* [The exercise]:
Without changing a character, return the entries, but not the images they hold.

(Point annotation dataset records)
•••••

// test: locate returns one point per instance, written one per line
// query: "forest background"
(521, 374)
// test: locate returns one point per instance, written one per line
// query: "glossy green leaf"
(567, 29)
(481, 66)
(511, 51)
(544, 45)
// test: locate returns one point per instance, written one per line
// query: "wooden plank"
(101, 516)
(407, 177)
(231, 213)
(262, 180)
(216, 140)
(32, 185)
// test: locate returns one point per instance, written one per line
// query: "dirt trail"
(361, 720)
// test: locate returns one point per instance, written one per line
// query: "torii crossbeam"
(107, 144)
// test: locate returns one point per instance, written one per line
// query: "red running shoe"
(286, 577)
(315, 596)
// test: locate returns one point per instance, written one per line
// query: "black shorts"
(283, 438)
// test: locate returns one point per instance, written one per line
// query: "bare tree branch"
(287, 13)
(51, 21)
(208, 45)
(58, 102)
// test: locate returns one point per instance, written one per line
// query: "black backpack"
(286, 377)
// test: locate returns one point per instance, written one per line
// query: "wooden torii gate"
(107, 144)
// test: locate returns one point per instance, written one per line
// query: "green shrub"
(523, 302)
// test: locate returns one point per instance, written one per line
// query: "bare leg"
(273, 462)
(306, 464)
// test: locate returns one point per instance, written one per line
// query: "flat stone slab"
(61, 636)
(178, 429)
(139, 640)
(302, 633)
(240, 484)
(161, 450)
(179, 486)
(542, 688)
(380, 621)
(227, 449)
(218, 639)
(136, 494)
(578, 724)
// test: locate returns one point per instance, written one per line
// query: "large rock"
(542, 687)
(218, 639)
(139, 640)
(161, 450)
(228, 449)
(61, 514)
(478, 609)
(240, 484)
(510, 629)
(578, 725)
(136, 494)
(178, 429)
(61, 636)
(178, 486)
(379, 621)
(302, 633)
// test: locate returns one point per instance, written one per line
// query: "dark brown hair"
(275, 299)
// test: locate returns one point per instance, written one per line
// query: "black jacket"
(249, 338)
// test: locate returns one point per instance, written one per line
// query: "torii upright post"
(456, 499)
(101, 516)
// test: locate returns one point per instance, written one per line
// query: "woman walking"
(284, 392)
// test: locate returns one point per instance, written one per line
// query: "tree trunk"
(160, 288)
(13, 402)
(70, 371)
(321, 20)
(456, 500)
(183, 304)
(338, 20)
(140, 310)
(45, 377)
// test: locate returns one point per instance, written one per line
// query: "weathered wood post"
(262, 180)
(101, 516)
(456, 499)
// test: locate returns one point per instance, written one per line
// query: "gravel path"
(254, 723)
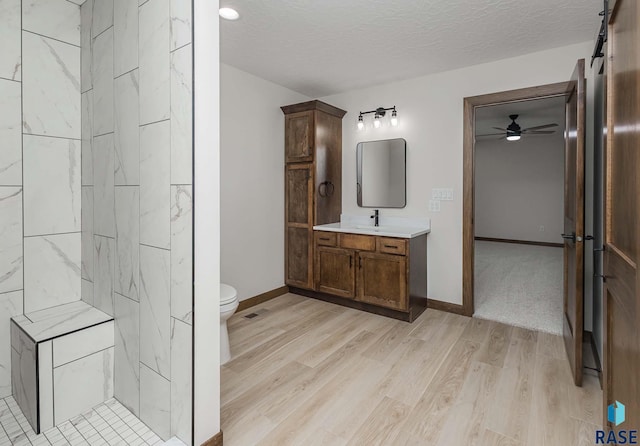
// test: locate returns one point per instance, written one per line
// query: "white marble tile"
(81, 374)
(155, 178)
(52, 196)
(10, 305)
(155, 401)
(127, 134)
(23, 376)
(51, 313)
(82, 343)
(181, 360)
(87, 138)
(180, 23)
(103, 186)
(10, 23)
(11, 260)
(58, 19)
(45, 385)
(125, 28)
(103, 271)
(86, 45)
(62, 319)
(51, 87)
(102, 16)
(51, 270)
(87, 289)
(155, 314)
(102, 75)
(181, 116)
(87, 233)
(181, 253)
(10, 132)
(127, 353)
(127, 241)
(153, 53)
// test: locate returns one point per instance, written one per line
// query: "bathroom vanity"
(356, 263)
(377, 269)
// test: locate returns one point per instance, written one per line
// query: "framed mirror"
(381, 176)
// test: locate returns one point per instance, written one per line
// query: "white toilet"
(228, 306)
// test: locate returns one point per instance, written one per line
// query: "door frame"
(468, 175)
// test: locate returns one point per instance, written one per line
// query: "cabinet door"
(335, 271)
(382, 280)
(299, 225)
(299, 137)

•••••

* [The completed task]:
// test: locate returns one point per instance, written one per line
// query: "forest background"
(521, 374)
// test: locate returns one point per instance, written one per line
// query: "glossy green leaf"
(567, 29)
(481, 66)
(511, 51)
(544, 45)
// test: locate returns one point per instance, written one per line
// query: "wooden plank"
(101, 516)
(407, 177)
(231, 213)
(262, 180)
(216, 140)
(32, 185)
// test: locate returns one point per instance, written one per line
// query: "dirt trail"
(361, 720)
// test: locate returns one point per instance, written one per line
// query: "torii crossbeam"
(107, 144)
// test: locate returns one point per instance, written one per line
// query: "red running shoe"
(286, 577)
(315, 596)
// test: locate returns one point per instance, written one per line
// query: "black shorts"
(283, 438)
// test: locate returns one point per instance, written one per line
// query: "bare tree branch"
(287, 13)
(51, 21)
(208, 45)
(58, 102)
// test: locate returns one point per instance, written one per line
// query: "black backpack"
(286, 377)
// test: locate returns one point per instance, written one per line
// query: "wooden torii gate"
(107, 144)
// test: locate returns one point per instance, written one per line
// query: "green shrub"
(523, 302)
// test: locate returns one point per instance, written one per line
// query: "bare leg"
(273, 462)
(306, 464)
// test: locate returns one point per instance, written one per line
// query: "flat stone slab"
(61, 636)
(178, 429)
(139, 640)
(302, 633)
(240, 484)
(161, 450)
(179, 486)
(542, 688)
(380, 621)
(227, 449)
(218, 639)
(136, 494)
(578, 724)
// test: locate returns one point per instance, written one per line
// query: "large rock"
(542, 687)
(218, 639)
(139, 640)
(161, 450)
(228, 449)
(61, 514)
(478, 609)
(240, 484)
(510, 629)
(578, 725)
(136, 494)
(178, 429)
(61, 636)
(178, 486)
(379, 621)
(302, 633)
// test: locate returns one point per instance, written one per line
// query: "dark brown hair"
(275, 299)
// test: locate returns one point per instance, written one per line
// query: "black jacket"
(249, 338)
// test: locate returns one point per instance, written one per line
// query: "torii upright post"
(456, 499)
(101, 516)
// test: locate returns one point per instance, written one per line
// query: "woman walking"
(284, 392)
// test: locate returns one point per instance, written one per line
// query: "tree trunk"
(160, 288)
(13, 402)
(70, 371)
(321, 20)
(456, 500)
(183, 304)
(338, 20)
(140, 310)
(45, 377)
// test: locate returns one point per instance, written one per line
// query: "weathered wood post"
(262, 180)
(101, 516)
(456, 499)
// test: locate returns one point per instance, written one per line
// query: "gravel path"
(254, 723)
// test: locate returns one point per instance, written one per line
// query: "white marble tile"
(81, 374)
(155, 178)
(52, 196)
(10, 305)
(155, 401)
(127, 134)
(23, 376)
(51, 313)
(82, 343)
(181, 360)
(87, 138)
(180, 23)
(103, 186)
(10, 23)
(11, 260)
(58, 19)
(45, 385)
(125, 28)
(103, 271)
(86, 45)
(62, 319)
(51, 87)
(102, 16)
(51, 270)
(87, 289)
(155, 314)
(102, 75)
(181, 116)
(87, 233)
(181, 253)
(10, 132)
(127, 353)
(127, 241)
(153, 53)
// test: locate returns one point per instance, written one per line
// query: "bathroom vanity"
(356, 263)
(377, 269)
// test: locate returns one point per instance, written one per line
// query: "framed mirror"
(381, 176)
// test: locate returns one point per instance, written one per line
// query: "white toilet"
(228, 306)
// test: locate returns one point per instance, written one per line
// query: "door frame"
(468, 175)
// test: locate returns one point per instance, written one per line
// query: "cabinet door"
(335, 271)
(382, 280)
(299, 225)
(299, 137)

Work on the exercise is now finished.